═══ RECORDS SUPPLIED
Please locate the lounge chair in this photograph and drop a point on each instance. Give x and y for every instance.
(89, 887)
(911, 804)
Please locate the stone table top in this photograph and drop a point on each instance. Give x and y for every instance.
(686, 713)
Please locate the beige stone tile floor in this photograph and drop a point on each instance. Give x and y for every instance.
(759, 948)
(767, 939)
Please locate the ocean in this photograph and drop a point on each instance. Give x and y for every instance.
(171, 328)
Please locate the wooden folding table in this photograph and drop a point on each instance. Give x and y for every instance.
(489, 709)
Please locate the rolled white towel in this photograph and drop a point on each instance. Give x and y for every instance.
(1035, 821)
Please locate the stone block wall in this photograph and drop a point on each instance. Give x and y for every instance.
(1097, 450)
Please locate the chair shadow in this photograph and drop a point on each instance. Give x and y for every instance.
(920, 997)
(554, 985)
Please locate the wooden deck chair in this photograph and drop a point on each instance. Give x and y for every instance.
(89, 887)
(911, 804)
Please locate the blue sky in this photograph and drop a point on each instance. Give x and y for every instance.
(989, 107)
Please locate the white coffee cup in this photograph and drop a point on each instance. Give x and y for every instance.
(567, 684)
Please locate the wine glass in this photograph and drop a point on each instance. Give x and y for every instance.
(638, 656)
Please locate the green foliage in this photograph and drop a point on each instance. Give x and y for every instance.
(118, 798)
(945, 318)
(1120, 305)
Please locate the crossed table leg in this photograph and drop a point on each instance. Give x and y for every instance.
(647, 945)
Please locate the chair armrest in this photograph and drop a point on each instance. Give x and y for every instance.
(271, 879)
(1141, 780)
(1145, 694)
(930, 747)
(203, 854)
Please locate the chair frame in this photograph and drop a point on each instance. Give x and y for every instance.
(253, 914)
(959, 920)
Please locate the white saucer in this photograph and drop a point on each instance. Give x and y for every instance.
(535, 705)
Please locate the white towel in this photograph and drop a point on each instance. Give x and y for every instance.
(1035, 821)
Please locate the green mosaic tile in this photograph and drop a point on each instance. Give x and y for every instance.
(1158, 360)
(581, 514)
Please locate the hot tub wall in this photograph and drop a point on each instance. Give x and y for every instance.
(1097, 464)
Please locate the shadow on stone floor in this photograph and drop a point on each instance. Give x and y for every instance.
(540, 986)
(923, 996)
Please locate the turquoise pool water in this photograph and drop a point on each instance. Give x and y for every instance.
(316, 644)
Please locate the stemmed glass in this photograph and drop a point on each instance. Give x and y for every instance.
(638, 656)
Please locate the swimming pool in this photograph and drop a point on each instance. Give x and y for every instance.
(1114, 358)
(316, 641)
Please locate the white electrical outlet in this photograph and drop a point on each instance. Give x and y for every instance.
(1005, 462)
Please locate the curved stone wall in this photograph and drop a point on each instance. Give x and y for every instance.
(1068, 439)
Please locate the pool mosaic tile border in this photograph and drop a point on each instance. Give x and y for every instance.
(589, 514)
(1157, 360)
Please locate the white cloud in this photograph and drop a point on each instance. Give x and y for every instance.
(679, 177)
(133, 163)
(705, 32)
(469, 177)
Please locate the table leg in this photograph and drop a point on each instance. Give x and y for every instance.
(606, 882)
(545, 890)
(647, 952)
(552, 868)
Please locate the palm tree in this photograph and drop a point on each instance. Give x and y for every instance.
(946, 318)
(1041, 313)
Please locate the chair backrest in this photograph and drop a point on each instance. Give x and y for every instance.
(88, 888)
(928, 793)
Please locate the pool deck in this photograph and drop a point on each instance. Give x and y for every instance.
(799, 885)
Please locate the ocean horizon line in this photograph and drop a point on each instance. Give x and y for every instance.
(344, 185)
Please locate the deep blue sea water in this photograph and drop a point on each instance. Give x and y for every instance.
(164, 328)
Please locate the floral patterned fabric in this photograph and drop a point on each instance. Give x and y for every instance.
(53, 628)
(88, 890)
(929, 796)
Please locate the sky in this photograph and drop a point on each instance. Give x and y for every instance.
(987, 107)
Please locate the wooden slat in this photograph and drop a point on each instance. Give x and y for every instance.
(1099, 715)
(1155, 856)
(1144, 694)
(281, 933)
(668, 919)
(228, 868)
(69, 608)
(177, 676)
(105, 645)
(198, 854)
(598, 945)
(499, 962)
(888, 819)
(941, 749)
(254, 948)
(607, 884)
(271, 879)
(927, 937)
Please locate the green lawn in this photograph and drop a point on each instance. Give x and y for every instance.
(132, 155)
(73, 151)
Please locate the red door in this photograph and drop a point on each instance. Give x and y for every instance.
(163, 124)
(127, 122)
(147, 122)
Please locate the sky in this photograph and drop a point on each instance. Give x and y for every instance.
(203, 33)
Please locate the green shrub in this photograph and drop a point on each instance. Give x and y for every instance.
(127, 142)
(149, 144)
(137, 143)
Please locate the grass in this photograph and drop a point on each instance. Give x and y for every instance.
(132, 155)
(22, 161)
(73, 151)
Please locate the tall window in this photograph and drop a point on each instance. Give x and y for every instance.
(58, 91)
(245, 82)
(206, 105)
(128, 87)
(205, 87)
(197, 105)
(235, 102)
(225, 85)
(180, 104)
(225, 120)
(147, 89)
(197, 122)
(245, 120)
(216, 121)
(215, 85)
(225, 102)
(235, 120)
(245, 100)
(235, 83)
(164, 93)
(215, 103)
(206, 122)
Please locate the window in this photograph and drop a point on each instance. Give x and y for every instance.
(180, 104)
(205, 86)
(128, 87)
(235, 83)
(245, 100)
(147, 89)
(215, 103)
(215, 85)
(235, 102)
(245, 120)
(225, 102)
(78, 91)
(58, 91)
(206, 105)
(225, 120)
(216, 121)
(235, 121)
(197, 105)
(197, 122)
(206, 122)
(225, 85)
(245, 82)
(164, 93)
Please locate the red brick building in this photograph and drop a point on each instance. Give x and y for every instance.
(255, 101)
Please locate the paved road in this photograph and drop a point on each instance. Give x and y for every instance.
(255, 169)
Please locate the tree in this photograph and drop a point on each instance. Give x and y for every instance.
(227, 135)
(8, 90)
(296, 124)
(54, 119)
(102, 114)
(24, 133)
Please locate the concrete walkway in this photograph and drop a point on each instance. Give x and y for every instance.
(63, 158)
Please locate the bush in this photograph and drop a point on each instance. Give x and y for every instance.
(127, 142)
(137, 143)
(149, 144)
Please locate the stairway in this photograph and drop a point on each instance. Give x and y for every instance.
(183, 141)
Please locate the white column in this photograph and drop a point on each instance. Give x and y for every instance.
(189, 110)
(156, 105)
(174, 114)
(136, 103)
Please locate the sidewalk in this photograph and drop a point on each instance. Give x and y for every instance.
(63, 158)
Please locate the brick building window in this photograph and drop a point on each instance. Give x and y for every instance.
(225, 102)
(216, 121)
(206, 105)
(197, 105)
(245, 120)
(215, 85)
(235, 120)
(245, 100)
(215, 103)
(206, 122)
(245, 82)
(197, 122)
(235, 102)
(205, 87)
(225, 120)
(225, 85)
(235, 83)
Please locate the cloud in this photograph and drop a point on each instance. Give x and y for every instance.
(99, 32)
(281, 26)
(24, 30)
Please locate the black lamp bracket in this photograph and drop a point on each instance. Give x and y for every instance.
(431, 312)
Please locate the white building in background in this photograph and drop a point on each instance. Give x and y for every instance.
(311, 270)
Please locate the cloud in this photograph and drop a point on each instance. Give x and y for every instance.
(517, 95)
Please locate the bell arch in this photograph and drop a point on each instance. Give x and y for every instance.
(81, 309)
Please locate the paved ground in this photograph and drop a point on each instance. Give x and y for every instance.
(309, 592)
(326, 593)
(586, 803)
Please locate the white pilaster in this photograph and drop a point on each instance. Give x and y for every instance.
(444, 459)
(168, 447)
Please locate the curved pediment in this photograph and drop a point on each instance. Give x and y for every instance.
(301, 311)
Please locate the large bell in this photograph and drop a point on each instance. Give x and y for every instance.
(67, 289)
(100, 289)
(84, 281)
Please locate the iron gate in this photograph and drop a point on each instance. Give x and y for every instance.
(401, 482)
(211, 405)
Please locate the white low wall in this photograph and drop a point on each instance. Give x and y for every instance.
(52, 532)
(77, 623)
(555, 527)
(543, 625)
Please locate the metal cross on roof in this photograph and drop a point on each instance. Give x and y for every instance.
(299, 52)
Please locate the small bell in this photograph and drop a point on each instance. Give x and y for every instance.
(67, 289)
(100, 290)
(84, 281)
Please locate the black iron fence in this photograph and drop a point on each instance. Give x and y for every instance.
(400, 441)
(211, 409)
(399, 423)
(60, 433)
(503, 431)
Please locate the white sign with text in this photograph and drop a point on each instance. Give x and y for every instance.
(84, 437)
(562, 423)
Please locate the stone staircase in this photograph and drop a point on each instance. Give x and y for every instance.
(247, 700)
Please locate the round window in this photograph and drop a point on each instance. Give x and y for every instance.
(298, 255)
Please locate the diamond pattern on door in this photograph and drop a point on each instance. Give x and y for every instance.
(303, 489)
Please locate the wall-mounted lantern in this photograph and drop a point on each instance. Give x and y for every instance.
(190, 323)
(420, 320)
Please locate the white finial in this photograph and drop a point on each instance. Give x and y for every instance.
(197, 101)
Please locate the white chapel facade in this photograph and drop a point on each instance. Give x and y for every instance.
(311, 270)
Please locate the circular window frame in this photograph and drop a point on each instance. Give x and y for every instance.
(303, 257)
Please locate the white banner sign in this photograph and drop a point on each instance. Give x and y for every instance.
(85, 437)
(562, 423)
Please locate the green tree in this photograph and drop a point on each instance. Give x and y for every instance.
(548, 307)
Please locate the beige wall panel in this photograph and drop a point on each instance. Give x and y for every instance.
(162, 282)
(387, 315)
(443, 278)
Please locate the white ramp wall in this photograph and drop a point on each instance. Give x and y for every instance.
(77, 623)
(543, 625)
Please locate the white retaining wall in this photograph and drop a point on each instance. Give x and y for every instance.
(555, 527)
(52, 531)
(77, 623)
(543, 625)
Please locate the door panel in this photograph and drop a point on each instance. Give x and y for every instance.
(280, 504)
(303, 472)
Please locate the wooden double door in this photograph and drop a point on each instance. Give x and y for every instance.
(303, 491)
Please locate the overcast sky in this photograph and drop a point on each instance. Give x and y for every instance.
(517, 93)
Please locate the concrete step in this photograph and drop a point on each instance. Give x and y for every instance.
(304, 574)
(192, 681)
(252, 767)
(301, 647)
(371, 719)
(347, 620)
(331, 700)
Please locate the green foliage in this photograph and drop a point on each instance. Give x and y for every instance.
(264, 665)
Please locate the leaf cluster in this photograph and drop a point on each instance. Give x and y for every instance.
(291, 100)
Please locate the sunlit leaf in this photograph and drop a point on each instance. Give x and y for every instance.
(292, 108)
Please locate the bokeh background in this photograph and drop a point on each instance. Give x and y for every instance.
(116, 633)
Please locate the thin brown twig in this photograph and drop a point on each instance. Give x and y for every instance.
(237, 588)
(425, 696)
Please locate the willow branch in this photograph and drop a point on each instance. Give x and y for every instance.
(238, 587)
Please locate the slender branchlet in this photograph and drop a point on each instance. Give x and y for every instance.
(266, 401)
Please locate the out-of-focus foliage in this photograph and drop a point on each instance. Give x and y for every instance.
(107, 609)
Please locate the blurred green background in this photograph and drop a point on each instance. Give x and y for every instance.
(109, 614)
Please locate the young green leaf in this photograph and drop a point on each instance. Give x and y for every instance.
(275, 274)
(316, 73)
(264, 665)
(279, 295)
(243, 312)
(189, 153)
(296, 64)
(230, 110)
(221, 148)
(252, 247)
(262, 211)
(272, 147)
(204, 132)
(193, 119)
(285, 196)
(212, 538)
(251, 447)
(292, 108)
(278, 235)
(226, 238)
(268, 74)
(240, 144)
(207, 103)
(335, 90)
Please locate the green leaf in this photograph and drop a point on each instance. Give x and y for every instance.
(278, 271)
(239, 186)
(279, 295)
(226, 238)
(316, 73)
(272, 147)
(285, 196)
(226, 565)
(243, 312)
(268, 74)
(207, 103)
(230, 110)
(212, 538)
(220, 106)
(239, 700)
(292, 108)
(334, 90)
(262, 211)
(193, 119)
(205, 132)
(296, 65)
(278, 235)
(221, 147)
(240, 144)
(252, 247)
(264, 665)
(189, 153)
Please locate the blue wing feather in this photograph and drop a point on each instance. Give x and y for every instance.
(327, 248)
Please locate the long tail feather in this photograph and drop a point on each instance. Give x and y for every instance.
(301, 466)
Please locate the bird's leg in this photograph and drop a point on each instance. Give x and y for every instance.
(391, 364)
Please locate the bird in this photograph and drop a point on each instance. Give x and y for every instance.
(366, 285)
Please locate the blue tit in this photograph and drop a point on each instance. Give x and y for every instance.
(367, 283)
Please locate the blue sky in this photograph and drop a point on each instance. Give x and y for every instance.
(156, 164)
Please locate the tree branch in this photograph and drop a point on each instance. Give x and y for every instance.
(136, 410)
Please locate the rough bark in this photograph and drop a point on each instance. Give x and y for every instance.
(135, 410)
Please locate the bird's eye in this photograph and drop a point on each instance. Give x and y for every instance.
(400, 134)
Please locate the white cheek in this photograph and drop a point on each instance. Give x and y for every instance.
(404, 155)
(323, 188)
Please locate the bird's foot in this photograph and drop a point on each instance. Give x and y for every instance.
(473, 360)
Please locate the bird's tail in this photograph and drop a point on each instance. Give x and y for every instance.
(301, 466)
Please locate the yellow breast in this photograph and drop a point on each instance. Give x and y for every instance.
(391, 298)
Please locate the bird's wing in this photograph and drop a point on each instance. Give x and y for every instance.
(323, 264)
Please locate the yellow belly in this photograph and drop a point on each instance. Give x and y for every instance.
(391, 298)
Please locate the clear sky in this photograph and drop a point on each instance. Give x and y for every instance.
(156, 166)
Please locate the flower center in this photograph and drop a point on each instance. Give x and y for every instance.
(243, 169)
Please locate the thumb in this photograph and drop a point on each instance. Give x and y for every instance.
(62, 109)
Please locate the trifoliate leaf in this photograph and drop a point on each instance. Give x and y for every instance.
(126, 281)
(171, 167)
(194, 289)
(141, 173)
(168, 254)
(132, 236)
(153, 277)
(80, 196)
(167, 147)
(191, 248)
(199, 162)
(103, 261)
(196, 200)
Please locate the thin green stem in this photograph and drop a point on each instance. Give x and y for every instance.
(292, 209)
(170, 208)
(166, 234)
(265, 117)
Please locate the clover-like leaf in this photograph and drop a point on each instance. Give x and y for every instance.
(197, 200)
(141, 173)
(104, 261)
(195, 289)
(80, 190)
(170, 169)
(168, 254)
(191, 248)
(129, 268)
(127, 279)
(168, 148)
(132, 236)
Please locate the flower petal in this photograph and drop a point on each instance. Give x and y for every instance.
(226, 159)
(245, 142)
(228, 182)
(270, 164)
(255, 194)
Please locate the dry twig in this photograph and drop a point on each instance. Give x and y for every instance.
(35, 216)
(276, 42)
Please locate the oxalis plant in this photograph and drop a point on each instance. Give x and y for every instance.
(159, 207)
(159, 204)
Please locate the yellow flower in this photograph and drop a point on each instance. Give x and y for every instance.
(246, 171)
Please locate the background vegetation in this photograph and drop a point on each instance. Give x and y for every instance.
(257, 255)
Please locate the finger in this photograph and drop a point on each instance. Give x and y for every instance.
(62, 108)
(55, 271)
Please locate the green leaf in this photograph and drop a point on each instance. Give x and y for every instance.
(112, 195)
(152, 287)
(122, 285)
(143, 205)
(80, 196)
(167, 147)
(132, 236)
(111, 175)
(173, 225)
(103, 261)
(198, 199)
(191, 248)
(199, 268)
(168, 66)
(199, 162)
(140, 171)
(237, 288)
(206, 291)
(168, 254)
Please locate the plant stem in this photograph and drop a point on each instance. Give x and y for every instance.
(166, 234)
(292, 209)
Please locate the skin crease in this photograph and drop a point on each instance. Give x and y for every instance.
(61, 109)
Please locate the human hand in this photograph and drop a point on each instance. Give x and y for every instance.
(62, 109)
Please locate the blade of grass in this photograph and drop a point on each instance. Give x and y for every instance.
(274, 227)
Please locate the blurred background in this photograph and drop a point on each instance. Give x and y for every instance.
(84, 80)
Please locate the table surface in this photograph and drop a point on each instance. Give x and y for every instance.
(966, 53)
══════
Could you give the data again from the line containing "Please locate the yellow flower" through the end, swapping "blade of grass" for "grass blade" and leaving everything else unchanged?

Please locate the yellow flower in this photograph and drop a point on each instance. Give x and y for every instance.
(246, 171)
Please locate the background vegetation in this photograph and drop a point on each instance. Give x and y for every instance.
(257, 255)
Please locate the finger in this photograph and drop a point on each instance. Give x and y for every instance.
(62, 108)
(55, 271)
Please locate the green leaf in this photograph and drop a point on each instance. Give x and y for every instance.
(112, 195)
(152, 287)
(122, 285)
(143, 205)
(80, 196)
(167, 147)
(132, 236)
(111, 175)
(173, 225)
(103, 261)
(198, 199)
(191, 248)
(199, 268)
(168, 66)
(199, 162)
(140, 171)
(237, 288)
(206, 291)
(168, 254)
Please locate the plant stem in this photograph and drop a point on each instance. Give x and y for every instance.
(166, 234)
(292, 209)
Please locate the skin crease in this photograph and drop a point on each instance. Give x and y for every instance.
(61, 109)
Please locate the human hand in this photograph and drop a point on each instance. Give x and y for every instance.
(62, 109)
Please locate the grass blade in this photograph and drop a point on each instance. Give x and y for every instance.
(274, 227)
Please locate the blurred background in this photograph and drop a point on each instance. Give x and y for every instance.
(84, 80)
Please locate the table surface in this photograph and drop a point on each instance. Give x and y for every instance.
(966, 53)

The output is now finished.